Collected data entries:

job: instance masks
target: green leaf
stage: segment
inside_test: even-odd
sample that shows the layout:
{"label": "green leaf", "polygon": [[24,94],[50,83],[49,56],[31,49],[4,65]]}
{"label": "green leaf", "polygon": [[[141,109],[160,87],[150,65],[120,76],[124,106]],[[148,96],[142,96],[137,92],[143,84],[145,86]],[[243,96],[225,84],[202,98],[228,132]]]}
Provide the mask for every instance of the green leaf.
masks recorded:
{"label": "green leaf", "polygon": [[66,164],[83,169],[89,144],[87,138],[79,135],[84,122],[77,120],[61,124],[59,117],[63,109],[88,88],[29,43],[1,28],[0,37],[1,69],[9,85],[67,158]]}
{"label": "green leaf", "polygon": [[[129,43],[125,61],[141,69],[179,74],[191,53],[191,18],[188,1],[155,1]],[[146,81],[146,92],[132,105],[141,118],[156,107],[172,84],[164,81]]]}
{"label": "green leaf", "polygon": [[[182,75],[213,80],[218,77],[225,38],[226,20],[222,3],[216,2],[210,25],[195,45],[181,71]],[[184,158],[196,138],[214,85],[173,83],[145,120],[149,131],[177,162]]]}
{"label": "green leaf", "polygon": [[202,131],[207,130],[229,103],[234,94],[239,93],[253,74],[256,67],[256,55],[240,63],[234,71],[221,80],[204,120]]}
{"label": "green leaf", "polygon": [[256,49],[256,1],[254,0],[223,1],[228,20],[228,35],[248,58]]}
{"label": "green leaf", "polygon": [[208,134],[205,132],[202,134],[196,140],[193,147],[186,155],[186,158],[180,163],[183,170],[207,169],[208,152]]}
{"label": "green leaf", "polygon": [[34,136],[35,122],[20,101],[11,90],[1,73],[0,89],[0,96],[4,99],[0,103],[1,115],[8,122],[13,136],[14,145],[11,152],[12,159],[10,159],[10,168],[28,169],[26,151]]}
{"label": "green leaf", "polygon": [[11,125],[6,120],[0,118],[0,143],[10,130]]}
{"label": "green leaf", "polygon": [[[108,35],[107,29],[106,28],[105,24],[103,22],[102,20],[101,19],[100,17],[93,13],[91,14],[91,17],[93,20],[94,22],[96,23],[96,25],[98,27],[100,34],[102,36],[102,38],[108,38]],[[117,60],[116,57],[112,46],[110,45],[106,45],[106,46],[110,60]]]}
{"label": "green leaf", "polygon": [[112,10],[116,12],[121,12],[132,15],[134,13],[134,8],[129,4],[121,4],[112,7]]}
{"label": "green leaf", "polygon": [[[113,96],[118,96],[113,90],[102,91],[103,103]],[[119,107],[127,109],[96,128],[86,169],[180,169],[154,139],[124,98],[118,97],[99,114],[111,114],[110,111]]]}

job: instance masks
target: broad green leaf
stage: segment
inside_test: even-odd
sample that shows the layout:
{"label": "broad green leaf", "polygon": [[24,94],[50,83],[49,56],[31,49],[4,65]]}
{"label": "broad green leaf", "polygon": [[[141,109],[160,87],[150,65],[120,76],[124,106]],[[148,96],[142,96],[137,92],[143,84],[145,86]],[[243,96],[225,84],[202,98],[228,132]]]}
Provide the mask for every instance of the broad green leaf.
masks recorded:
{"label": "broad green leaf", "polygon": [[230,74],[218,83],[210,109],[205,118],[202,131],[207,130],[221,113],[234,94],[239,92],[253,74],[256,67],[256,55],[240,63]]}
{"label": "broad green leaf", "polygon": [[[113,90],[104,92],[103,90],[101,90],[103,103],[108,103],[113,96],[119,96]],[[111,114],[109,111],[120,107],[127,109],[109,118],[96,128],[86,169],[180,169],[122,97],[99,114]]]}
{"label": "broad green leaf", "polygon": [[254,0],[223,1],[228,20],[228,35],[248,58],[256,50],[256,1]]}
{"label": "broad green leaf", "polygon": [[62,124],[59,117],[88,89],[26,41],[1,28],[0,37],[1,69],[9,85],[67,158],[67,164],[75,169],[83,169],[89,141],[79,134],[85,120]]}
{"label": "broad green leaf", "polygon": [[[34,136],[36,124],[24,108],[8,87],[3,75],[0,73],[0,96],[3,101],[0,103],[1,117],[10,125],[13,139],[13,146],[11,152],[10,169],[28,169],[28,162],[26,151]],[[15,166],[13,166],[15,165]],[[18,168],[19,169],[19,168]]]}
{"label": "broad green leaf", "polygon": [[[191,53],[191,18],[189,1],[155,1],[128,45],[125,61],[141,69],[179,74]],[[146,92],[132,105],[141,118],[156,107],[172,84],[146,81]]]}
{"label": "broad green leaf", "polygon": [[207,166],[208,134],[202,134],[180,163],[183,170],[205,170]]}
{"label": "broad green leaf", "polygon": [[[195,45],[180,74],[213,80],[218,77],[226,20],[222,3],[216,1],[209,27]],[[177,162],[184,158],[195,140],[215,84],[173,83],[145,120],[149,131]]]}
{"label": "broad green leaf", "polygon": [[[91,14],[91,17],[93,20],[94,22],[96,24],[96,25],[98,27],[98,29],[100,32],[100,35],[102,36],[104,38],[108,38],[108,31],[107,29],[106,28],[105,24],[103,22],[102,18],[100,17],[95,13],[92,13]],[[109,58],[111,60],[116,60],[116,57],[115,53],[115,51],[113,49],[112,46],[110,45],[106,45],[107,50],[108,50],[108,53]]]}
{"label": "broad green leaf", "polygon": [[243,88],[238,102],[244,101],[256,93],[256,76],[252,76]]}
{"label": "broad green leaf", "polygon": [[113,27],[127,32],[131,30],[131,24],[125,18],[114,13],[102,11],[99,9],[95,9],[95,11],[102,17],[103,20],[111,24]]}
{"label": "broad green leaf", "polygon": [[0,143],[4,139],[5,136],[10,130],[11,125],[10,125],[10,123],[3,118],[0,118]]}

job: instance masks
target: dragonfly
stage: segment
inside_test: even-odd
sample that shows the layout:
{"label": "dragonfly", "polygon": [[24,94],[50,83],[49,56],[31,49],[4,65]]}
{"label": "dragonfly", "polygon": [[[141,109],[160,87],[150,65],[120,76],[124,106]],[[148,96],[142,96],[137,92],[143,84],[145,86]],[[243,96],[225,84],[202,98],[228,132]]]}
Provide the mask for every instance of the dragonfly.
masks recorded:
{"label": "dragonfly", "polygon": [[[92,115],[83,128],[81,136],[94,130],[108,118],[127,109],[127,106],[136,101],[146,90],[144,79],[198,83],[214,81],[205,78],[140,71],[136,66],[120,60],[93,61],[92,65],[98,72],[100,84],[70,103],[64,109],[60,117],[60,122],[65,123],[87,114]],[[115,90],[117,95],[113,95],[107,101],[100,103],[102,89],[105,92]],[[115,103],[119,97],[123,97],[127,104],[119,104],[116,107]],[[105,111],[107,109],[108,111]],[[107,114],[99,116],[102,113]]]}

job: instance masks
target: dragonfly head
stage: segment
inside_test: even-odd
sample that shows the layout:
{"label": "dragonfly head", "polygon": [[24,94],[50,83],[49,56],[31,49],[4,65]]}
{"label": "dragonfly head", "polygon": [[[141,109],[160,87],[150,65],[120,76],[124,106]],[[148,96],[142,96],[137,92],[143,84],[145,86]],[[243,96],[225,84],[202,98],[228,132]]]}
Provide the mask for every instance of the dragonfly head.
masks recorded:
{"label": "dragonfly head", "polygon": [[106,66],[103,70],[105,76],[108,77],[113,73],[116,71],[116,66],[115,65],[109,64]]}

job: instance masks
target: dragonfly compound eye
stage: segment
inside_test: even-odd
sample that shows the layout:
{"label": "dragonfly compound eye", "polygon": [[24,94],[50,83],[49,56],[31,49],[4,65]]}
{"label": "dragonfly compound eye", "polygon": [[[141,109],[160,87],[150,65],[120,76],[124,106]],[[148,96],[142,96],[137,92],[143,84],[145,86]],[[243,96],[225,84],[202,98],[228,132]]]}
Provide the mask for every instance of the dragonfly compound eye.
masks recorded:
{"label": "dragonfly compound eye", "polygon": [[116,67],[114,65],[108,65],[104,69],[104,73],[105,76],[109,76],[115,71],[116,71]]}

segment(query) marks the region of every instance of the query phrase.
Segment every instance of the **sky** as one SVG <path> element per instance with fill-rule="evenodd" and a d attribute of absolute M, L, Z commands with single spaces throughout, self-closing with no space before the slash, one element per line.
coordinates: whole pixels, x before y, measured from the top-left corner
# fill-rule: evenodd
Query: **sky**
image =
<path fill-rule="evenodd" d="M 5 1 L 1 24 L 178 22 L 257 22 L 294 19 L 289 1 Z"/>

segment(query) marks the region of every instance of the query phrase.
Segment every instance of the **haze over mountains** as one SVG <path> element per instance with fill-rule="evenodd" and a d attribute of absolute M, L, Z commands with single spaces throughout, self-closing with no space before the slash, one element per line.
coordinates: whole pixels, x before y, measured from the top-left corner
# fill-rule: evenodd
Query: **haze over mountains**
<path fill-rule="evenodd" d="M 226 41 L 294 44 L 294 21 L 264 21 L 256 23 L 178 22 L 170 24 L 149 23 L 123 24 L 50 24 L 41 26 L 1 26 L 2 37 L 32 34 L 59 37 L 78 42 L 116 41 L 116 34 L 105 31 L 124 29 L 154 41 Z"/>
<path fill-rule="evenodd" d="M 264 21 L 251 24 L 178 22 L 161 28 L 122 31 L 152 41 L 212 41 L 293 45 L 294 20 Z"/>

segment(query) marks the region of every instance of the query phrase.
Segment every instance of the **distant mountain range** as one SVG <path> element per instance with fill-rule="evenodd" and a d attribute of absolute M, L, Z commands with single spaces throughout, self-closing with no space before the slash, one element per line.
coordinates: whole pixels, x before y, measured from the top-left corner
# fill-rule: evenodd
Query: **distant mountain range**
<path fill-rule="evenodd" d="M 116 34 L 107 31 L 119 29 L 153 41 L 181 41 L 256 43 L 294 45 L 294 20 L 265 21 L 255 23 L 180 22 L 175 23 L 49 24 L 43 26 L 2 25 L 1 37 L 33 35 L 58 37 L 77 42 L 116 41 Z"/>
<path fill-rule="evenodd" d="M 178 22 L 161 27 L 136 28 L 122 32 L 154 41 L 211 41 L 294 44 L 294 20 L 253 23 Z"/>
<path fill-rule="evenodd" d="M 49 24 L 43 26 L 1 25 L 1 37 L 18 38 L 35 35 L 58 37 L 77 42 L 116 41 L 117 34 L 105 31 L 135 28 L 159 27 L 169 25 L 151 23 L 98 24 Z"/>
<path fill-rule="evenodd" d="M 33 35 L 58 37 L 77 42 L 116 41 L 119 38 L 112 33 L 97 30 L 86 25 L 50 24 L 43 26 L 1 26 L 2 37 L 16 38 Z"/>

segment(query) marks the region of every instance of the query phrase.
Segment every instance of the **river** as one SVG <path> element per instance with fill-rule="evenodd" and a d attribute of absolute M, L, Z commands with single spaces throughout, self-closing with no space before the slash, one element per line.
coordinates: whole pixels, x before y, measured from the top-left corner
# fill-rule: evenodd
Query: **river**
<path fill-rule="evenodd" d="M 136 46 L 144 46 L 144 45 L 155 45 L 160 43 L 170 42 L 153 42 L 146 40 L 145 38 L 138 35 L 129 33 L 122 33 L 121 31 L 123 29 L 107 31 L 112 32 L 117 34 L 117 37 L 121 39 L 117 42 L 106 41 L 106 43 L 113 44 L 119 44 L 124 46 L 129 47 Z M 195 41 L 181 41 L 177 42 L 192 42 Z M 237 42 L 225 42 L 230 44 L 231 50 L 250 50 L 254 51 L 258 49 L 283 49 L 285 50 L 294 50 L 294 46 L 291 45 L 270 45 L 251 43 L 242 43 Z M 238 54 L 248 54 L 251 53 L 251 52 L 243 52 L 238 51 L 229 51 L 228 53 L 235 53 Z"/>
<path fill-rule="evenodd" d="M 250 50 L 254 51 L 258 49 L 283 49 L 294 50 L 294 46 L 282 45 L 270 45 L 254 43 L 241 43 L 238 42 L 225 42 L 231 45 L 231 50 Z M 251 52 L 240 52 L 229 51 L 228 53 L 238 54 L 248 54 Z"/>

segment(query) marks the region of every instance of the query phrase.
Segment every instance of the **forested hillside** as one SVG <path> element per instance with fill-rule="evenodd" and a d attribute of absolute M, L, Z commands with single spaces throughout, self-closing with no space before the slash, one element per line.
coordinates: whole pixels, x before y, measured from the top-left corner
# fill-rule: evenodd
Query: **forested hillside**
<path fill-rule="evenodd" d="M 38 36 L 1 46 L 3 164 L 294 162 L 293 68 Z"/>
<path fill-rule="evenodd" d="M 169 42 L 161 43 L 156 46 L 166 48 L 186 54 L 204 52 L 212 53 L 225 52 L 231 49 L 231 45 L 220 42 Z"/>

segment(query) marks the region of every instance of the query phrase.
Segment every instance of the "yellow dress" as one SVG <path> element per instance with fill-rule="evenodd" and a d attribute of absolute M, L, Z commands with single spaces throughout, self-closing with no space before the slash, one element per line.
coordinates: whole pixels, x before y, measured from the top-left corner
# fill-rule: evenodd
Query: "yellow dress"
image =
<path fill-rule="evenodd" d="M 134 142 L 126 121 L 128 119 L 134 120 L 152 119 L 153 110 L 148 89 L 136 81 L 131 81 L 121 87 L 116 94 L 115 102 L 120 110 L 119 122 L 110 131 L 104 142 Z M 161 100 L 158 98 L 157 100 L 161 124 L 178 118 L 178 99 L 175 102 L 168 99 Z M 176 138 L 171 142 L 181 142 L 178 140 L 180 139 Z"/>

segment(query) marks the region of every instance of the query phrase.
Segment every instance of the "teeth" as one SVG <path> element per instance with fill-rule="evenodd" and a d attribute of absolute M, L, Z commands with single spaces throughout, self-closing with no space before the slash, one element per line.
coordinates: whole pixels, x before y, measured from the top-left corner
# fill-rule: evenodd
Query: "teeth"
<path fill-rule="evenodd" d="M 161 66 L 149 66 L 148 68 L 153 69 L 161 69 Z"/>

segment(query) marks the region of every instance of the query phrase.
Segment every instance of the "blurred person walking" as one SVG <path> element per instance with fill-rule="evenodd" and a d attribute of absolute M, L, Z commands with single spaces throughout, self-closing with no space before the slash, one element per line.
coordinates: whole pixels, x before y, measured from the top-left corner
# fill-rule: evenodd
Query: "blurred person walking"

▶ _What to work on_: Locate each line in the rows above that contains the word "compound" and copy every such line in full.

▶ _Solved exercise_:
target: dragonfly compound eye
{"label": "dragonfly compound eye", "polygon": [[24,94],[50,83],[49,56],[31,49],[4,65]]}
{"label": "dragonfly compound eye", "polygon": [[[141,109],[160,87],[150,65],[120,76],[124,106]],[[148,96],[142,96],[137,92],[143,84],[145,86]],[[243,96],[225,84],[202,98],[228,132]]]}
Provide the mask for every instance of the dragonfly compound eye.
{"label": "dragonfly compound eye", "polygon": [[116,67],[114,65],[108,65],[104,69],[104,73],[105,76],[109,76],[115,71],[116,71]]}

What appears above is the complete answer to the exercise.